● Text excerpt
──────

1 2 Previous Next 22 Replies Latest reply on Jan 29, 2016 6:34 AM by BruceHerbach

    ExecuteSQL  DISTINCT?

    BruceHerbach

      I would like to get a set of statistics from a table so that it shows values for each client once.  There are multiple records for many of the clients, but the reporting requirements require results based on both all records and distinct by client.   Here is the initial query:

       

      SQLResult = ExecuteSQL (

      "SELECT COUNT( DISTINCT a.\"ClientID\"), SUM (a.\"ServiceUnitsApproved\" ), SUM( a.\"ServiceUnitsDenied\"), SUM( a.\"ServiceUnitsPending\")

      FROM \"Services\" a

      WHERE a.\"ServiceDate\" >= ? AND a.\"ServiceDate\" <= ? AND a.\"ServiceReceived\" = ?" ;

       

      The results are:

      Count     Approved    Denied     Pending

      150           26                  4          129

       

      The Count is correct.  However the values for Approved, Denied and Pending are based on all records and total 159.

      Is there a way to set the query up so that I can get the correct sums for Approved, Denied and Pending?

       

      In the interest of full disclosure,  I used Seedcodes SQLExplorer to develop the initial query and then tweaked it to get Counts and Sums.

       

      Currently to get the correct results,  I resorted to standard FileMaker scripting, looped through the records and omit the duplicate IDs.

──────

● Directives
**a)** Reproduce the stretch of the ExecuteSQL DISTINCT post from "Count     Approved    Denied     Pending" through "and total 159.".
**b)** In the ExecuteSQL DISTINCT post, which tool was used to develop the initial query?

● Collected material

──────

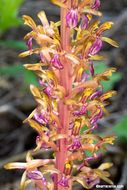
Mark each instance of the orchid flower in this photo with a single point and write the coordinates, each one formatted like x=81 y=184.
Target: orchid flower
x=69 y=98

──────

● Answers to the tasks
**a)**
Count     Approved    Denied     Pending

      150           26                  4          129

       

      The Count is correct.  However the values for Approved, Denied and Pending are based on all records and total 159.

**b)** Seedcodes SQLExplorer